INSTRUCCIONES DE TRABAJO: Imprime todos los registros que siguen, línea por línea y sin ningún cambio.

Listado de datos
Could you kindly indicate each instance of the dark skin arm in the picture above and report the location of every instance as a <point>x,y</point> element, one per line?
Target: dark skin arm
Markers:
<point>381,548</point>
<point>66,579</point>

SOLUCIÓN ESCRITA:
Could you kindly indicate each instance of the dark skin arm in the picture above and report the location of every instance as a <point>x,y</point> element, one per line?
Target: dark skin arm
Markers:
<point>381,548</point>
<point>66,579</point>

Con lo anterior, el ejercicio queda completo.